TASK TO CARRY OUT: Could you copy out every one of the entries below word for word, without changing anything?

MATERIALS PROVIDED:
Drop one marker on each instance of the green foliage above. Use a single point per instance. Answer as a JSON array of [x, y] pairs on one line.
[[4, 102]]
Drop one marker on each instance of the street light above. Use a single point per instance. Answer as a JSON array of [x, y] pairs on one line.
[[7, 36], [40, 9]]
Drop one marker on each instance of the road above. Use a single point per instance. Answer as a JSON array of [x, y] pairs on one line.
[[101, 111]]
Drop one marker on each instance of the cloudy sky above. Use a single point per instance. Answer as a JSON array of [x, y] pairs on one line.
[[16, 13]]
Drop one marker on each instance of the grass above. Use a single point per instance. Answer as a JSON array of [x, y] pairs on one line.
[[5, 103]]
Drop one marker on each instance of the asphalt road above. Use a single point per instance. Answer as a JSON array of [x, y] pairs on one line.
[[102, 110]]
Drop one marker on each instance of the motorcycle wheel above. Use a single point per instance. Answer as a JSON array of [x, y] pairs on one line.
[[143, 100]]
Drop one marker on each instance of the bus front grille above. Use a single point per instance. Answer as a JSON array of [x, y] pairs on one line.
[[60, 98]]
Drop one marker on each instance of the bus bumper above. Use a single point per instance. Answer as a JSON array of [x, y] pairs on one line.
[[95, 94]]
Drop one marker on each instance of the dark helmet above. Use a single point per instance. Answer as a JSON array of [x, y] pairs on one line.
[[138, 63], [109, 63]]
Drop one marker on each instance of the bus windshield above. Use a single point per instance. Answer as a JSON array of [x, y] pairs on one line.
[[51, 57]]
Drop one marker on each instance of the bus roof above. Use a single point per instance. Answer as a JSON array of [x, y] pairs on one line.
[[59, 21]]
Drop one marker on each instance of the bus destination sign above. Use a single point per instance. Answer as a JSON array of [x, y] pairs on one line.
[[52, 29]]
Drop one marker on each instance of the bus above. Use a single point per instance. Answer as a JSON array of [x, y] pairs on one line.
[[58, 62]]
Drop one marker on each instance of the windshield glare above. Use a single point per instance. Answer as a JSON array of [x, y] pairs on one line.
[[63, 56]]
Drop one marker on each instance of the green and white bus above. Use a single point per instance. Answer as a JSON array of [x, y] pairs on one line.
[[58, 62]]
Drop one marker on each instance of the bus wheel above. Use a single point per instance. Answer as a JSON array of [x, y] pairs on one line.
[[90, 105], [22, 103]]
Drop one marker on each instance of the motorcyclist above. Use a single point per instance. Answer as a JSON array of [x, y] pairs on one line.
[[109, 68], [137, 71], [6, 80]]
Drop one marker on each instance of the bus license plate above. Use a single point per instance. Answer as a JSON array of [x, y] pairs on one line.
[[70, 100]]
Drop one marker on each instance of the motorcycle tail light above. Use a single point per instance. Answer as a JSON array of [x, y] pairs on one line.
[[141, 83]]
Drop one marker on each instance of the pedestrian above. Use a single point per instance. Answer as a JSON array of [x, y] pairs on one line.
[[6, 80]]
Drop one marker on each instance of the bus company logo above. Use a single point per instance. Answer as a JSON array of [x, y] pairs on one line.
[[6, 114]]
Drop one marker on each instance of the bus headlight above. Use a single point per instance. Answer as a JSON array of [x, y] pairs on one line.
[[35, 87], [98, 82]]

EXERCISE ANSWER:
Drop one marker on each instance of the green foliage above. Use a single point per instance. Answer as a JSON array of [x, y] pairs on one line.
[[4, 102]]
Drop one marker on each instance of the street light above. Use a single point per instance. Answer as a JSON array of [x, y] pairs on one line.
[[7, 36], [40, 9]]
Drop one marker on each instance of the road above. Use a single point per instance. Answer as a JSON array of [x, y] pairs on one line.
[[101, 111]]
Drop one marker on each instance of the cloudy sky above. Use a single point per instance. Answer as a JSON array of [x, y] pairs on one line.
[[16, 13]]
Drop one marker on each instance of the grass above. Use a single point per instance. Answer as a JSON array of [x, y] pairs on one line.
[[5, 103]]
Drop one marker on each instance of the asphalt road above. Use a single point per instance. Answer as a JSON array of [x, y] pairs on one line.
[[102, 110]]
Drop one marker on each instance of the motorcycle wheel above. Use a single point per instance. Answer as a JSON array of [x, y] pairs on one line.
[[143, 100]]
Drop one marker on each instance of the bus front grille above. Use a single point per instance. Answer as a JSON array of [x, y] pairs on one line.
[[60, 98]]
Drop one marker on each instance of the bus bumper above. Use a single point per instance. Answer as a JSON array of [x, y] pairs on one line.
[[95, 94]]
Drop one marker on each instance of the dark helmet above. Use a single point per instance. Answer as a JSON array of [x, y] pairs on one line.
[[138, 63], [109, 63]]
Drop one marker on each instance of the bus windshield above. Use a single point per instance. Answer as a JSON array of [x, y] pairs on one line.
[[51, 57]]
Drop one marker on each instance of the bus roof above. Use a single point per instance. Answer as a JSON array of [x, y] pairs on one line.
[[59, 21]]
Drop one marker on each instance of the bus destination sign above. Use a single point per instance. Answer as a JSON array of [x, y] pairs on one line.
[[52, 29]]
Drop one marker on each instance of the bus above. Use a single point per instance. Answer as a JSON array of [x, y] pairs on one line.
[[58, 62]]
Drop one marker on each instance of the windshield glare above. Use a single point per instance. Answer as a JSON array of [x, y] pairs on one line.
[[63, 56]]
Drop one marker on each instance of the green and white bus above. Use a single point per instance. Answer as a JSON array of [x, y] pairs on one line.
[[58, 62]]
Drop one marker on each instance of the bus wheel above. Use a single point per instance. Answer as a JSON array of [x, y] pairs on one line.
[[90, 105], [22, 103]]
Drop one marker on each instance of the motorcyclist above. Use a single point per instance. Answer as a JSON array of [x, y] pairs on one line.
[[109, 68], [137, 71], [6, 80]]
Drop one marker on each instance of the bus license plate above. Use a single point per instance. Answer as a JSON array of [x, y] pairs on one line.
[[70, 100]]
Drop one marker on each instance of the motorcycle tail light above. Use a single point per instance. Answer as a JSON array of [x, y] pairs on one line.
[[141, 83]]
Drop one marker on each instance of the pedestrian above. Use a single point per instance. Answer as a JSON array of [x, y] pairs on one line.
[[6, 80]]
Drop one marker on each instance of the bus company logo above. Use a single point per instance. Answer as a JSON array of [x, y] pairs on one line.
[[6, 114]]
Drop one marker on each instance of the bus headlight above. Use a single point per instance. Answer as a JSON array of [x, y] pairs on one line.
[[35, 87], [98, 82]]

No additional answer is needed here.